Ausgangstext:
-*-

Tönisvorst Ein Licht am Horizont

Tönisvorst · Die Rheinische Post stellt in loser Folge Menschen vor, die vor Krieg, Verfolgung, Elend und Armut geflohen sind. Sie erzählen, warum sie ihre Heimat verlassen haben, welche Hoffnungen sie haben, wie sie in Deutschland leben.

 Die zur Flüchtlingsunterkunft umfunktionierte Turnhalle an der St. Töniser Jahnsportanlage ist ein Symbol für zerstörte Hoffnungen und geplatzte Träume. Rund 40 Männer sind dort untergebracht.

Die zur Flüchtlingsunterkunft umfunktionierte Turnhalle an der St. Töniser Jahnsportanlage ist ein Symbol für zerstörte Hoffnungen und geplatzte Träume. Rund 40 Männer sind dort untergebracht.

Foto: Wolfgang Kaiser

Ibrahim kann es nicht glauben. Eine so frohe Botschaft hat der junge Mann seit vielen Jahren nicht mehr bekommen. In dieser Woche wurde die Dublin-III-Verordnung für Menschen, die aus Syrien gekommen sind, außer Kraft gesetzt. Die Verordnung besagt, dass alle Flüchtlinge in das Land zurückgeschickt werden, in dem sie erstmals den Boden der EU betreten haben. Dass diese Regelung nun für ihn nicht mehr gilt, bedeutet Ibrahims Rettung.

Vor vier Monaten ist der heute 21-Jährige über Ungarn in die EU gekommen. Dort ist er erwischt worden, kam ins Gefängnis, wo er unter menschenunwürdigen Bedingungen gefangen gehalten wurde. Erst als er unter Androhung von Schlägen seine Fingerabdrücke gab, ließ man ihn laufen. Ibrahim schlug sich nach Deutschland durch. Seit Anfang Mai lebt er in der Turnhalle an der St. Töniser Jahnsportanlage.

-*-

Erfasste Daten:
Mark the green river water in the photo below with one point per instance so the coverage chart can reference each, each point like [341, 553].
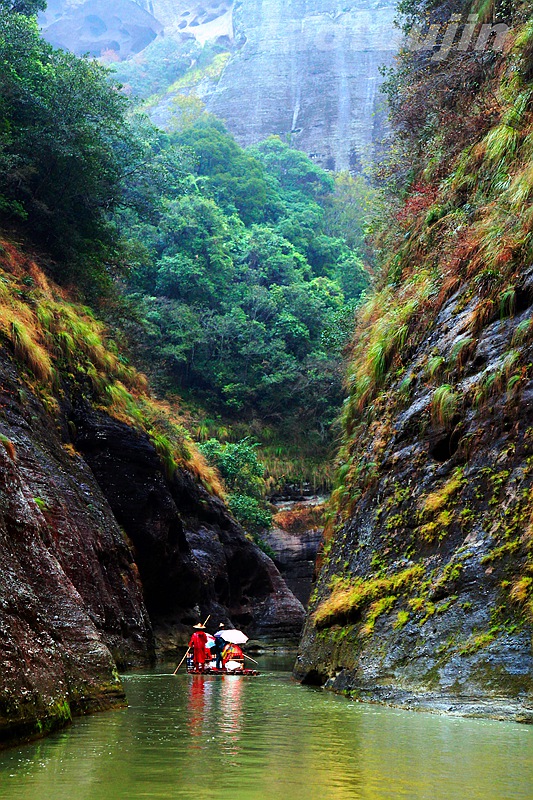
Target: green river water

-*-

Setzen Sie den Zeitungsartikel über Ibrahim in der St. Töniser Turnhalle im Anschluss an seinen letzten Satz fort.

Antwort:
Rund 40 Männer sind dort untergebracht. Freundschaften haben sich gebildet, und die Ehrenamtler der Flüchtlingshilfe Tönisvorst kümmern sich vorbildlich um die Menschen. Sie geben Deutschunterricht, sammeln defekte Fahrräder, die die Männer reparieren, und bringen gespendete Turnschuhe, damit die Flüchtlinge Fußballspielen oder joggen können. Auch die Mitarbeiter der Stadt unterstützen die Flüchtlinge, wo sie können. Trotzdem ist die Stimmung gedrückt. Die Turnhalle ist ein Symbol für zerstörte Hoffnungen und geplatzte Träume.

Die Männer, die dort gestrandet sind, haben ihre Heimat verlassen, weil es keine Perspektive für sie gab. Sie hatten gehofft, in Deutschland arbeiten zu können, Geld zu verdienen. Sie hatten davon geträumt, sich etwas aufzubauen und ein besseres Leben ohne Krieg, Verfolgung und Angst führen zu können. Stattdessen sitzen sie in einer Turnhalle ohne jede Privatsphäre und sind zum Nichtstun verdammt, denn solange sie nicht anerkannt sind, dürfen sie keinen Integrationskursus besuchen, kein Geld verdienen, sich nicht aus dem Ort fortbewegen. Nicht mal kochen können sie, weil Herdplatten aus Sicherheitsgründen in der Turnhalle nicht erlaubt sind.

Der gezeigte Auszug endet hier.